DESCRIPTION OF THE TASK = Exactly and only the lines from the one with "Exercise. Point to the cluster" through the end of the listing are to be transcribed, both ends included.

THE DATA =
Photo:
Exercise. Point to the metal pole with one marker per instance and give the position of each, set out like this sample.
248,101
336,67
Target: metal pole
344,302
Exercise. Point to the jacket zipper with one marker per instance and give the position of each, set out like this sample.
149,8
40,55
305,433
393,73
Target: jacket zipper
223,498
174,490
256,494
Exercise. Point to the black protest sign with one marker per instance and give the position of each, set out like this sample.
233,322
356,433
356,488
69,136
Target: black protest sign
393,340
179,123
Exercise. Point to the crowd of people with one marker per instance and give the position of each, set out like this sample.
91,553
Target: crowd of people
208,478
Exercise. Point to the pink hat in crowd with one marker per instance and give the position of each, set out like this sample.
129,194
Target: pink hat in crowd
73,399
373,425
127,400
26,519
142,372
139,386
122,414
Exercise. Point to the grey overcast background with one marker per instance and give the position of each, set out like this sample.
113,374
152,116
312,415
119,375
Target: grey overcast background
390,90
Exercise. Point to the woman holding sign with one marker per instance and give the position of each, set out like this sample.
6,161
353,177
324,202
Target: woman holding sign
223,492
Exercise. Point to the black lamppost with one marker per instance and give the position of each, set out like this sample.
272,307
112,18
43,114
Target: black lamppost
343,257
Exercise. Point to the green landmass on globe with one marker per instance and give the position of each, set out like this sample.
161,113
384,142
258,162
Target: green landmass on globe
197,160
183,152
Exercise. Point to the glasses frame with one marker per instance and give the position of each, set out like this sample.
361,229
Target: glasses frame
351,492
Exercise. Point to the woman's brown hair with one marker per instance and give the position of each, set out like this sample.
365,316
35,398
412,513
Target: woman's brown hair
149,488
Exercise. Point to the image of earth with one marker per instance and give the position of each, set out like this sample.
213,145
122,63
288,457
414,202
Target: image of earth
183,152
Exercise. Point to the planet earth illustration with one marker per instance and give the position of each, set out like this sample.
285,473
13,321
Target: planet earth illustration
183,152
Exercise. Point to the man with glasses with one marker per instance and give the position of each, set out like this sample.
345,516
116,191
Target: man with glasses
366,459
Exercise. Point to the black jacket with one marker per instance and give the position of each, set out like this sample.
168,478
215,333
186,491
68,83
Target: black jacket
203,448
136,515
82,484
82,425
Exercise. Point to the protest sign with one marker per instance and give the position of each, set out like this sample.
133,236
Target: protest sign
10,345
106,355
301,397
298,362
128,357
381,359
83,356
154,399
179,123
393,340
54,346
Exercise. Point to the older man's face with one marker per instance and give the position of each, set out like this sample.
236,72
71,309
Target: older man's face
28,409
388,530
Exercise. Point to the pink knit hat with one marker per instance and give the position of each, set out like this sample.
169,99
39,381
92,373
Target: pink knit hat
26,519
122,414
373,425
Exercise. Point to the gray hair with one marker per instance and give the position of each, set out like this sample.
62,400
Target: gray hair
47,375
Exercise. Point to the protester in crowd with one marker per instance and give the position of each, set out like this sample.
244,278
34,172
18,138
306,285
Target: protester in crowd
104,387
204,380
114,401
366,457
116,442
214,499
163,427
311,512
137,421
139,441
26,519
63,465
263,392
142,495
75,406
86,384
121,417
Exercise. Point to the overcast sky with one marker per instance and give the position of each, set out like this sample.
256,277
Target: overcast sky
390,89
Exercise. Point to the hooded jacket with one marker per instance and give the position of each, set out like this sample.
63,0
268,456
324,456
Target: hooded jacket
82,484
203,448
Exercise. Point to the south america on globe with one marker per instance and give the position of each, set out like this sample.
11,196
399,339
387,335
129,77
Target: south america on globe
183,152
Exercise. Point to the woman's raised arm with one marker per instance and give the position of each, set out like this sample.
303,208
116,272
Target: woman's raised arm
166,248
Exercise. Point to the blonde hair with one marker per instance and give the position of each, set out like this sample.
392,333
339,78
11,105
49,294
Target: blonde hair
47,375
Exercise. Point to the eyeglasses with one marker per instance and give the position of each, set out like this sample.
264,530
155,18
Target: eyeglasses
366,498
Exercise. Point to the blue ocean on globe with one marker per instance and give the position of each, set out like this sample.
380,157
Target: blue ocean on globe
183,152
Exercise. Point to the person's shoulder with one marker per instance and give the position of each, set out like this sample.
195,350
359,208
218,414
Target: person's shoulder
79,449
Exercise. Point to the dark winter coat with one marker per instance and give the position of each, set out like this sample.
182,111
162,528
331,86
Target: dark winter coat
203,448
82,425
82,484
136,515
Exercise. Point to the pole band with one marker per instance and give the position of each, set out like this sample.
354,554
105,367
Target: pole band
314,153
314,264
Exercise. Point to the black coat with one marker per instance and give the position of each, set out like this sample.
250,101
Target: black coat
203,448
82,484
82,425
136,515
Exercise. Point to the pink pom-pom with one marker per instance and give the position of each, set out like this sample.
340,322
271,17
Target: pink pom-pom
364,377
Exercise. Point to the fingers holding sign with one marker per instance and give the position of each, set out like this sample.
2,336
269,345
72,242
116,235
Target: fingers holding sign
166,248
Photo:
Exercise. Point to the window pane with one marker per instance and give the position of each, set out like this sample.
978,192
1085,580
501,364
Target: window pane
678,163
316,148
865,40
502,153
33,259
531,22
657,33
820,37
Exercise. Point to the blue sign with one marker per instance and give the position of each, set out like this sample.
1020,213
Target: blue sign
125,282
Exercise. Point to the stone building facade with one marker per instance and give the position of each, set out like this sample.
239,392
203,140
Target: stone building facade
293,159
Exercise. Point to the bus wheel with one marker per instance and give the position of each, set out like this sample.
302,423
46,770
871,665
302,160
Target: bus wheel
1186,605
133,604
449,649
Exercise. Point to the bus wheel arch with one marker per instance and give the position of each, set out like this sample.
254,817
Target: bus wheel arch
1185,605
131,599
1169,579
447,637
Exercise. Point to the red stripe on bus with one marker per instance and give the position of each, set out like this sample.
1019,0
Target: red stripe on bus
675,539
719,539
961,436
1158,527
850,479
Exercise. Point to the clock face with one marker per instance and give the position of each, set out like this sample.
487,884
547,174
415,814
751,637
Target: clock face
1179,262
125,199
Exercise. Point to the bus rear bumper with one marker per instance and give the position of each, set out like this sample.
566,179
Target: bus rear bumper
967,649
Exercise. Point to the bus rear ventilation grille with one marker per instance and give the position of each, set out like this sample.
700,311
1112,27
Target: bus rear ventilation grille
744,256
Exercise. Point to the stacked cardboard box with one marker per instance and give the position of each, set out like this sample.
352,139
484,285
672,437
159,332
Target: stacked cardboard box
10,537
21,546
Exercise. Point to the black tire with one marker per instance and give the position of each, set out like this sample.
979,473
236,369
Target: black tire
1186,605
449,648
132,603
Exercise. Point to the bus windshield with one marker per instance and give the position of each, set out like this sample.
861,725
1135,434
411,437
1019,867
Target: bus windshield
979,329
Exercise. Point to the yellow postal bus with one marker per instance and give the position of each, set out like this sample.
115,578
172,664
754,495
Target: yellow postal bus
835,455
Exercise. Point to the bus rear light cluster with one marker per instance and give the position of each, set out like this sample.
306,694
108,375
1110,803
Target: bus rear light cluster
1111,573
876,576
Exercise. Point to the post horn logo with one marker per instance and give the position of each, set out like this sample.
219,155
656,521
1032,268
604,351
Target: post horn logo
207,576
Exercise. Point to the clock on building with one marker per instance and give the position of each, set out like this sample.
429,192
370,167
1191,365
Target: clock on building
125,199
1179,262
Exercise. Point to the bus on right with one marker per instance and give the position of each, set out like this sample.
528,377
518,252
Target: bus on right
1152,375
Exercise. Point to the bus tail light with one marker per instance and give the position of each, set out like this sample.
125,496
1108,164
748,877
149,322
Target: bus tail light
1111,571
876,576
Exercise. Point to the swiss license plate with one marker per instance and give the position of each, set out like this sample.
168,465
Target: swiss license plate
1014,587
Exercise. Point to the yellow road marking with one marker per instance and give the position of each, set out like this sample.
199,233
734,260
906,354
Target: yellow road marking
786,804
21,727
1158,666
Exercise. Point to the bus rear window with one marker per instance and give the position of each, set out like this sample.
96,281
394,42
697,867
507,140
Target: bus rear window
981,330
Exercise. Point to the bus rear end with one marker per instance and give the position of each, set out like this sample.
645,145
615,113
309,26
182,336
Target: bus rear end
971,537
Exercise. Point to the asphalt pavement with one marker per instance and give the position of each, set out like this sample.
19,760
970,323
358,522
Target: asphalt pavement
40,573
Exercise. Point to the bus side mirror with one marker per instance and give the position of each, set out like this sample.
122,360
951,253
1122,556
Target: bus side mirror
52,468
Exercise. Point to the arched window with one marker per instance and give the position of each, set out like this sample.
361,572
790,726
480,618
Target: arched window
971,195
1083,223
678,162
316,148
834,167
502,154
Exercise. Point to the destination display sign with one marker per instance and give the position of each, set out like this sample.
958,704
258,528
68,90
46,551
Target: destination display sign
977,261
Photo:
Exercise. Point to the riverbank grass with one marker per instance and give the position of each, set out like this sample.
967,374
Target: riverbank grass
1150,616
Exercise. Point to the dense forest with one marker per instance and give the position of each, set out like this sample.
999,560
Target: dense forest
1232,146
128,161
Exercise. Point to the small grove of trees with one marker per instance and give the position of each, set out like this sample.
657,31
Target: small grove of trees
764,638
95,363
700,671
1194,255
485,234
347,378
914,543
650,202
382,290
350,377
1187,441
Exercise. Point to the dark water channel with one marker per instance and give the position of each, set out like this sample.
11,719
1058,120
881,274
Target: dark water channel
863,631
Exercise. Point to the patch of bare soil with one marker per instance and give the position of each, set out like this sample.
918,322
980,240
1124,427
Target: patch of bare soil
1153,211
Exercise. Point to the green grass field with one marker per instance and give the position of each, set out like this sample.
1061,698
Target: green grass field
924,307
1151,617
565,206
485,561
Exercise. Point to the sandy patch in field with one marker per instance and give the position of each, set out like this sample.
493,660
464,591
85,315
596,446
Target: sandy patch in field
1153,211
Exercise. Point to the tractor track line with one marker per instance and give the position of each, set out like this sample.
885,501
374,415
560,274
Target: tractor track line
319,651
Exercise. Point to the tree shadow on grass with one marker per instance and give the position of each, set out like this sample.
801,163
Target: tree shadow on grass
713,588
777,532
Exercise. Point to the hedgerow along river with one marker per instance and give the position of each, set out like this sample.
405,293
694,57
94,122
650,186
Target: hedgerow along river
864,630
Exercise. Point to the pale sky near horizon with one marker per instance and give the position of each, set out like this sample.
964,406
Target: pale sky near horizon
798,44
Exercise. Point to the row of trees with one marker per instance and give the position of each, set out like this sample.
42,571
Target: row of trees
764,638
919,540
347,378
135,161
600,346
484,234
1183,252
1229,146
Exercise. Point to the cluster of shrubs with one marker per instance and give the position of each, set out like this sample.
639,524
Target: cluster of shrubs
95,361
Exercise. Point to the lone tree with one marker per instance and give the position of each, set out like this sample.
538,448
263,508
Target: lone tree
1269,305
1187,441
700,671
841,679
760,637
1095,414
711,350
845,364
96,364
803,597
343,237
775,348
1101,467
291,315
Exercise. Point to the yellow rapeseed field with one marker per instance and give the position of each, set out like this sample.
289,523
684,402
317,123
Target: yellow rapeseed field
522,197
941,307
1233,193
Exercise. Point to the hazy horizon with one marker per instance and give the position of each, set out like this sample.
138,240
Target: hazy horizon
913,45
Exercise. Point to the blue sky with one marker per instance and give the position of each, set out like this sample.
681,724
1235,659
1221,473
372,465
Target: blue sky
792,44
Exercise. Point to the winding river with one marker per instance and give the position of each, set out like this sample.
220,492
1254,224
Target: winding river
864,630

ANSWER BELOW =
Exercise. Point to the cluster of shrubs with one marker per instance and give the position of each, set out like this sample.
639,524
Target: cluster of shrubs
95,361
Exercise. Point to the lone tree with one marker per instance and give the position of each, set out like this sample.
538,448
263,508
Target: lone tree
1269,305
1187,441
700,671
841,679
760,637
1095,414
711,350
845,364
96,364
803,597
343,237
775,348
1101,467
291,315
Exercise. Point to the yellow rapeseed field with one marker per instance and give the position of each, set out like this sample.
289,523
684,402
317,123
Target: yellow rapeseed field
522,197
941,307
1233,193
Exercise. Point to the hazy horizon with one marker per instance and give the position of each, set out like this sample.
138,240
Target: hazy horizon
913,45
Exercise. Point to the blue sky with one marker per instance and give the position of each, set out like this sample.
681,724
1235,659
1221,473
372,465
Target: blue sky
792,44
Exercise. Point to the winding river with one marker per instance and give the position of each, set out like this sample.
220,492
1254,224
Target: winding river
864,630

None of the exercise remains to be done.